* _Exercise objective_: Write out each of the following entries exactly as it appears, one line for each.

— Begin Records for processing —

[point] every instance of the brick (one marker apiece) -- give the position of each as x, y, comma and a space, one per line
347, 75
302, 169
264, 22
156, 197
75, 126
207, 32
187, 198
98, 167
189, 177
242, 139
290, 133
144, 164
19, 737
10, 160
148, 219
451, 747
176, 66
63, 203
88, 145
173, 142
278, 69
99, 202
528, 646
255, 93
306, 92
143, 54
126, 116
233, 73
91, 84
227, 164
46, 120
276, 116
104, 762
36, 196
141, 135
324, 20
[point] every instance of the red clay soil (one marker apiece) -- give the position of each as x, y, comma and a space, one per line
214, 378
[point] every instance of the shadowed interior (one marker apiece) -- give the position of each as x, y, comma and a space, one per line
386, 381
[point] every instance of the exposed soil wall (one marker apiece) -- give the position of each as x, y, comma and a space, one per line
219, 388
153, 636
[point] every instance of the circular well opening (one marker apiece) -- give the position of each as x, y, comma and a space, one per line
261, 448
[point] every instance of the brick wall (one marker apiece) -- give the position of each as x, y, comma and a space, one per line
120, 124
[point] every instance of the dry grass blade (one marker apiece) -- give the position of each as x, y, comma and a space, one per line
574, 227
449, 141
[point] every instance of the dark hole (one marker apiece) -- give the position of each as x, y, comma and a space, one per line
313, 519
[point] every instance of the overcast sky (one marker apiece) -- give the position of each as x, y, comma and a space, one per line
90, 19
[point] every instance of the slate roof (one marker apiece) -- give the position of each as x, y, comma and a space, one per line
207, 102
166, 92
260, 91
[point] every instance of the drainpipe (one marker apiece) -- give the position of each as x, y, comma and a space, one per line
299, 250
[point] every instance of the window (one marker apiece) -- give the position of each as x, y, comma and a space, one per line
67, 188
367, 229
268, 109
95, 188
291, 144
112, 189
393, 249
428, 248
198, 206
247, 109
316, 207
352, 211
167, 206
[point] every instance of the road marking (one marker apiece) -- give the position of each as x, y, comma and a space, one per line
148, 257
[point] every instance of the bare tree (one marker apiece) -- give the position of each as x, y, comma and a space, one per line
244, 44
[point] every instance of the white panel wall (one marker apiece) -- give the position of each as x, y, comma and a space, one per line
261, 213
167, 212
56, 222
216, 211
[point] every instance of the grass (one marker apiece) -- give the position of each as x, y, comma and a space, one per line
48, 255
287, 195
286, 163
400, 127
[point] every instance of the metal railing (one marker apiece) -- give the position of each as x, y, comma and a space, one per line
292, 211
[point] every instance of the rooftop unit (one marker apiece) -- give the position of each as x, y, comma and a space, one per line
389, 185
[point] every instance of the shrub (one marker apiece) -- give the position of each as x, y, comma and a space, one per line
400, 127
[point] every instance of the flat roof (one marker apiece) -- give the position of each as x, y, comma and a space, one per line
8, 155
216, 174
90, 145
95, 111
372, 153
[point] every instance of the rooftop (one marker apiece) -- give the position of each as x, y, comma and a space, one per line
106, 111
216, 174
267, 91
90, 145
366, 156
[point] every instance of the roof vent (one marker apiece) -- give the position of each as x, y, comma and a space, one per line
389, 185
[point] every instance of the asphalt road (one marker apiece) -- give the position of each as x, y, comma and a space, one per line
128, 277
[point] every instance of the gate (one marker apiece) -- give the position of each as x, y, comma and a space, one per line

— End Records for processing —

* _Final answer_:
[point] every instance of the brick (one marker apiece) -- give the position of each as x, y, comma and a space, one per line
347, 75
302, 169
264, 22
156, 197
75, 126
207, 32
187, 198
98, 167
189, 177
242, 139
290, 133
144, 164
19, 737
10, 160
148, 219
451, 747
176, 66
63, 203
88, 145
173, 142
278, 69
99, 202
528, 646
255, 93
306, 92
143, 54
126, 116
233, 73
91, 84
227, 164
46, 120
276, 116
104, 762
36, 196
141, 135
324, 20
[point] every instance of the red clay soil (one marker apiece) -- give the position of each as x, y, comma and a space, one per line
214, 378
[point] every instance of the shadowed interior (one marker apiece) -- give the position of each as x, y, comma and a space, one per line
386, 381
[point] every instance of the exposed soil wall (one marker apiece) -- give the position of each as x, y, comma and a space, one per line
219, 388
153, 636
[point] every instance of the circular well opening (one marker apiece) -- give the position of each as x, y, comma and a space, one per line
261, 448
[point] every instance of the brick wall (one marker apiece) -- give the position of each as x, y, comma and a space, one per line
120, 124
[point] every instance of the dry grass blade (one marker apiece) -- give the position of each as x, y, comma and a space, one per line
574, 227
449, 141
[point] every instance of the dark hole (one marker apiece) -- give the position of each as x, y, comma and a space, one per line
313, 519
[point] every instance of the overcast sky (one marker apiece) -- give the position of each as x, y, comma and a space, one per line
90, 19
[point] every instance of the slate roof (one marker apiece) -- give the position of each as x, y, comma and a space, one per line
207, 102
166, 92
260, 91
[point] every instance of the drainpipe (one marker apiece) -- give the position of each as x, y, comma and a space, one per line
299, 250
[point] every instance of the window (one marker apiece) -- give the position of each as x, y, comma and a space, one per line
67, 188
367, 229
268, 109
95, 188
291, 144
112, 189
393, 249
428, 248
198, 206
247, 109
316, 207
352, 211
167, 206
[point] every instance of the road marking (one marker apiece) -- give the position of each as x, y, comma and a space, one per line
148, 257
[point] every instance of the bare tree (one marker apiece) -- give the position of each as x, y, comma and a space, one per line
244, 44
[point] every instance of the white panel wall (one marker apiece) -- give the position of each as x, y, comma and a space, one per line
261, 213
167, 212
56, 222
216, 211
[point] every instance of the grass (one marker apiece) -- give the position of each as x, y, comma and a space, one per line
48, 255
287, 195
286, 163
400, 127
[point] every instance of the metal railing (one marker apiece) -- give the position of each as x, y, comma and a space, one per line
292, 211
[point] every instance of the rooftop unit (one marker apiece) -- give the position of each as x, y, comma and a space, one per line
389, 185
[point] every instance of the shrub (one marker apiece) -- give the position of each as x, y, comma and a space, one per line
400, 127
[point] every instance of the flat roof (one marker apiece) -- give the position of each as x, y, comma and a space, one per line
8, 155
216, 174
90, 145
95, 111
372, 153
[point] every instance of the rooftop (one marker apiece) -- give the position of each as x, y, comma and a space, one per line
106, 111
216, 174
267, 91
90, 145
366, 156
[point] every instance of the roof vent (one marker apiece) -- give the position of each as x, y, comma and a space, one per line
389, 185
[point] every instance of the asphalt road (one marker apiece) -- give the position of each as x, y, comma and a space, one per line
128, 277
[point] every instance of the gate (one marker apiece) -- give the position of each as x, y, comma and a space, one per line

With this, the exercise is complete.